SOURCE PASSAGE –
_ _ _

With the Premier League season all but over, the success of Mourinho’s first campaign in charge rests on Wednesday night’s Europa League final against Ajax. A win would secure a major European trophy in his first term as manager and more importantly, Champions’ League football in 17/18. Of course, the Europa League is not the trophy of choice for United, but there’s no doubt it is valuable to a club which is still desperately trying to regain its’ identity after Sir Alex Ferguson’s retirement.
The appointment of Mourinho after Van Gaal’s sacking was welcomed by fans and pundits who believed he could be the man to bring success back to Manchester United. After all, with two Champions’ League titles and three Premier League titles under his belt amongst others, he certainly has the desire to win. Particularly after being sacked by the club he loves; Chelsea. Mourinho hasn’t been able to deliver the level of success he has become accustomed to over the years, but his first season has by no means been a failure.

_ _ _

DATASET CONTENT –

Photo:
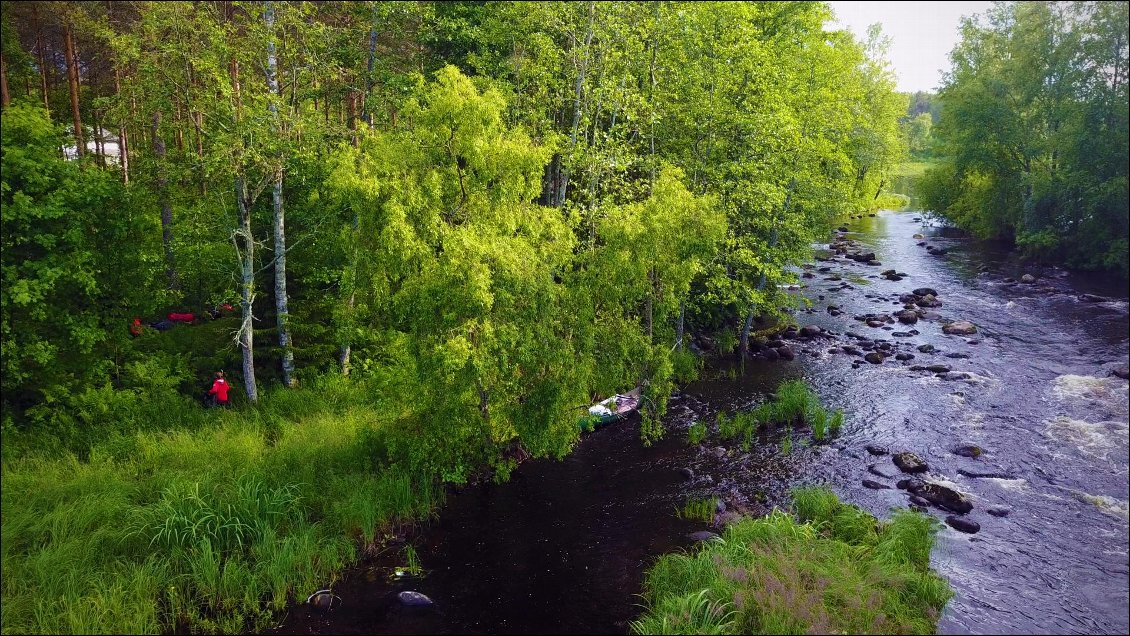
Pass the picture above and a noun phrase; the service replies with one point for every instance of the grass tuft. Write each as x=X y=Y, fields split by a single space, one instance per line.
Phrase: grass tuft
x=829 y=569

_ _ _

TO DO –
• 1. According to the passage on Mourinho's first season at Manchester United, why does the success of that campaign rest on Wednesday night's Europa League final? Please answer in one to three sentences.
• 2. Carry on the passage about Mourinho's first season at Manchester United, starting right after its last sentence.

ANSWERS TO THE PROBLEMS –
• 1. A win against Ajax would give Mourinho a major European trophy in his first term as manager. More importantly, it would secure Champions' League football for United in 17/18.

• 2.
Mourinho wants to build a legacy at United, and as the old saying goes, “Rome wasn’t built in a day”. With full financial backing from the board, he has been able to bring in players in key positions who all need time to adapt to the Premier League. Thus, he has focused on building strong foundations in defence while maintaining a solid attack which is capable of creating chances, just not finishing them. Despite countless injuries in the final months of the season, United’s defence have conceded just 29 goals in 37 games; the second-best defensive record in the league behind Tottenham.
José’s managerial style draws many comparisons to that of Helenio Herrera, who found success at Inter Milan in the 1970s. Herrera understood that football is a results business; it doesn’t matter how you win, as long as you win. Mourinho has followed this philosophy throughout his managerial career and it has brought him success wherever he has been. His reactive approach to management naturally leads him to be more defensive minded. He studies his opponents’ strengths and neutralises them with his own game plan, giving his team the best chance to succeed. After all, attack wins games, defence wins championships.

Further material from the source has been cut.